• [EXERCISE OBJECTIVE]
From the first line to the last, write out the material verbatim.

• [GIVEN INFORMATION]
◆ ◆ ◆ ◆
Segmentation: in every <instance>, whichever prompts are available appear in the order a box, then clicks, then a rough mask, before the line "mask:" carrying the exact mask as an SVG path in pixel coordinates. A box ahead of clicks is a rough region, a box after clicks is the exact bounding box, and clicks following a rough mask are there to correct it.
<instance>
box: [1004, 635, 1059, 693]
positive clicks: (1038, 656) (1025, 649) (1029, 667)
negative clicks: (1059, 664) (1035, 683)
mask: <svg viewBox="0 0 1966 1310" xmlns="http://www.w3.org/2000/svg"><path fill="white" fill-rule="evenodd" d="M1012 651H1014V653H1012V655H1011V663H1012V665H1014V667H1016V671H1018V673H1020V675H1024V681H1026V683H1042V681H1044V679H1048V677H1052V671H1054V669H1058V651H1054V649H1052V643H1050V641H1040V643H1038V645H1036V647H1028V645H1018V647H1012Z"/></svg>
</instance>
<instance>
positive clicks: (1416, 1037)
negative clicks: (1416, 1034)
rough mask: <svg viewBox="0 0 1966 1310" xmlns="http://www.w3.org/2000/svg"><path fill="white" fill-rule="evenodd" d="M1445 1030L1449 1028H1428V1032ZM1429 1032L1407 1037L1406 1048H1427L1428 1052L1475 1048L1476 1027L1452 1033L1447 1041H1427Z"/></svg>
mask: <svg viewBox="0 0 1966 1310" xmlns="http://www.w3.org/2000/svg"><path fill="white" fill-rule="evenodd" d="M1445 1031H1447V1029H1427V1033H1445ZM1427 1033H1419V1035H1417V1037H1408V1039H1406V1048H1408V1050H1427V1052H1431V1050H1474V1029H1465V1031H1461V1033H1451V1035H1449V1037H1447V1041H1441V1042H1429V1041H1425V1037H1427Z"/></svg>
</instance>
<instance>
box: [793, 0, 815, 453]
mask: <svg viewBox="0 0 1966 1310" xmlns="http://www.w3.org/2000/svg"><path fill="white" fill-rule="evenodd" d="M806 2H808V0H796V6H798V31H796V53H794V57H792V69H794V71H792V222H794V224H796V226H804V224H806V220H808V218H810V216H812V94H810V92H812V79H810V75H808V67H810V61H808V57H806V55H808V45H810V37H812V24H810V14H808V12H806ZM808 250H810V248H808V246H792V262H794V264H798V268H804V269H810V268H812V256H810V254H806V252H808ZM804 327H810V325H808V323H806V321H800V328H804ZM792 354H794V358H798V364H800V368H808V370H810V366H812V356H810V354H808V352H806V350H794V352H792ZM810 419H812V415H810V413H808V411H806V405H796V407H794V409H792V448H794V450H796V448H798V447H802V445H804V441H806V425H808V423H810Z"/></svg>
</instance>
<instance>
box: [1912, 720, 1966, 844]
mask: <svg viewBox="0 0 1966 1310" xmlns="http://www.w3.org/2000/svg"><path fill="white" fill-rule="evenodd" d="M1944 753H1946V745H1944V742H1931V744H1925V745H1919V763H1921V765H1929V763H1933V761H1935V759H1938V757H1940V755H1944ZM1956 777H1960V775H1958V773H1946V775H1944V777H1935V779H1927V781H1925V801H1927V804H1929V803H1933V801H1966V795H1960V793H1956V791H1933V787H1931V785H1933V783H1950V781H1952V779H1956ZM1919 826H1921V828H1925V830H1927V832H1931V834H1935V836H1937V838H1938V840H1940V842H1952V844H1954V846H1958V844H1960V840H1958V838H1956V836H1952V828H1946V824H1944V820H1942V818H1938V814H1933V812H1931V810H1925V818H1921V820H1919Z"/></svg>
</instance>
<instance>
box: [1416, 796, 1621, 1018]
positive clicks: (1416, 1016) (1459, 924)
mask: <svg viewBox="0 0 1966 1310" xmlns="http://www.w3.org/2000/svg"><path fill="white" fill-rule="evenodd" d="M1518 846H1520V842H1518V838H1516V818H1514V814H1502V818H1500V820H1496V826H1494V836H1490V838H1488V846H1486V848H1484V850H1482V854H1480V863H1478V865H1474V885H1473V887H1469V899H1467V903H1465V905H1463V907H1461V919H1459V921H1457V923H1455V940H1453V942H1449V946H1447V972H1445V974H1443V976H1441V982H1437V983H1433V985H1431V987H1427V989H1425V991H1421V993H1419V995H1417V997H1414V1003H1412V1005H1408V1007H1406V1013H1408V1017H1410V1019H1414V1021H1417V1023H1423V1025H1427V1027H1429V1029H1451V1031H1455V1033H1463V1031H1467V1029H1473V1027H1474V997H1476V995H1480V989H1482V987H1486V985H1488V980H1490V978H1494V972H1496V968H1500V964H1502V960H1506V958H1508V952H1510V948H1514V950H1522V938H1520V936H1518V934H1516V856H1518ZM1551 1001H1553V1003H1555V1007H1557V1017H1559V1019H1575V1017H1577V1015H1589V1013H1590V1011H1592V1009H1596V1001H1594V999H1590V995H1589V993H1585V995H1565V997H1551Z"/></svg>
◆ ◆ ◆ ◆
• [FINISHED TASK]
Segmentation: in every <instance>, whichever prompts are available appear in the order a box, then clicks, then a rough mask, before the line "mask:" carrying the exact mask as an SVG path in pixel coordinates. A box ahead of clicks is a rough region, a box after clicks is the exact bounding box, and clicks following a rough mask are there to correct it.
<instance>
box: [1004, 635, 1059, 693]
positive clicks: (1038, 656) (1025, 649) (1029, 667)
negative clicks: (1059, 664) (1035, 683)
mask: <svg viewBox="0 0 1966 1310" xmlns="http://www.w3.org/2000/svg"><path fill="white" fill-rule="evenodd" d="M1012 651H1014V653H1012V655H1011V663H1012V665H1014V667H1016V671H1018V673H1020V675H1024V681H1026V683H1042V681H1044V679H1048V677H1052V671H1054V669H1058V651H1054V649H1052V643H1050V641H1040V643H1038V645H1036V647H1028V645H1018V647H1012Z"/></svg>
</instance>
<instance>
positive clicks: (1416, 1037)
negative clicks: (1416, 1034)
rough mask: <svg viewBox="0 0 1966 1310" xmlns="http://www.w3.org/2000/svg"><path fill="white" fill-rule="evenodd" d="M1445 1030L1449 1028H1428V1032ZM1429 1032L1407 1037L1406 1048H1427L1428 1052L1475 1048L1476 1027L1452 1033L1447 1041H1427Z"/></svg>
mask: <svg viewBox="0 0 1966 1310" xmlns="http://www.w3.org/2000/svg"><path fill="white" fill-rule="evenodd" d="M1445 1031H1447V1029H1427V1033H1445ZM1427 1033H1419V1035H1417V1037H1408V1039H1406V1048H1408V1050H1427V1052H1431V1050H1474V1029H1465V1031H1461V1033H1451V1035H1449V1037H1447V1041H1441V1042H1429V1041H1425V1037H1427Z"/></svg>
</instance>
<instance>
box: [793, 0, 815, 453]
mask: <svg viewBox="0 0 1966 1310" xmlns="http://www.w3.org/2000/svg"><path fill="white" fill-rule="evenodd" d="M806 2H808V0H796V6H798V31H796V53H794V57H792V69H794V71H792V222H794V224H796V226H804V224H806V220H808V218H810V216H812V94H810V92H812V79H810V75H808V67H810V61H808V57H806V55H808V45H810V37H812V24H810V14H808V12H806ZM808 250H810V248H808V246H792V262H794V264H798V268H804V269H810V268H812V256H810V254H806V252H808ZM804 327H810V325H808V323H806V321H800V328H804ZM792 354H794V358H798V364H800V368H808V370H810V366H812V356H810V354H808V352H806V350H794V352H792ZM810 419H812V415H810V413H808V411H806V405H796V407H794V409H792V448H794V450H796V448H798V447H802V445H804V441H806V425H808V423H810Z"/></svg>
</instance>
<instance>
box: [1912, 720, 1966, 844]
mask: <svg viewBox="0 0 1966 1310" xmlns="http://www.w3.org/2000/svg"><path fill="white" fill-rule="evenodd" d="M1944 753H1946V745H1944V742H1931V744H1925V745H1919V763H1921V765H1929V763H1933V761H1935V759H1938V757H1940V755H1944ZM1956 777H1960V775H1958V773H1946V775H1944V777H1935V779H1927V781H1925V801H1927V804H1929V803H1933V801H1966V795H1960V793H1956V791H1933V787H1931V785H1933V783H1950V781H1952V779H1956ZM1919 826H1921V828H1925V830H1927V832H1931V834H1935V836H1937V838H1938V840H1940V842H1952V844H1954V846H1958V844H1960V840H1958V838H1956V836H1952V828H1946V824H1944V820H1942V818H1938V814H1933V812H1931V810H1925V818H1921V820H1919Z"/></svg>
</instance>
<instance>
box: [1416, 796, 1621, 1018]
positive clicks: (1416, 1016) (1459, 924)
mask: <svg viewBox="0 0 1966 1310" xmlns="http://www.w3.org/2000/svg"><path fill="white" fill-rule="evenodd" d="M1518 846H1520V842H1518V838H1516V818H1514V814H1502V818H1500V820H1496V826H1494V836H1490V838H1488V846H1486V848H1484V850H1482V854H1480V863H1478V865H1474V885H1473V887H1469V899H1467V903H1465V905H1463V907H1461V919H1459V921H1457V923H1455V940H1453V942H1449V946H1447V972H1445V974H1443V976H1441V982H1437V983H1433V985H1431V987H1427V989H1425V991H1421V993H1419V995H1417V997H1414V1003H1412V1005H1408V1007H1406V1013H1408V1017H1410V1019H1414V1021H1417V1023H1423V1025H1427V1027H1429V1029H1451V1031H1455V1033H1463V1031H1467V1029H1473V1027H1474V997H1476V995H1480V989H1482V987H1486V985H1488V980H1490V978H1494V972H1496V968H1500V964H1502V960H1506V958H1508V952H1510V948H1514V950H1522V938H1520V936H1518V934H1516V856H1518ZM1551 1001H1553V1003H1555V1007H1557V1017H1559V1019H1575V1017H1577V1015H1589V1013H1590V1011H1592V1009H1596V1001H1594V999H1590V995H1589V993H1585V995H1565V997H1551Z"/></svg>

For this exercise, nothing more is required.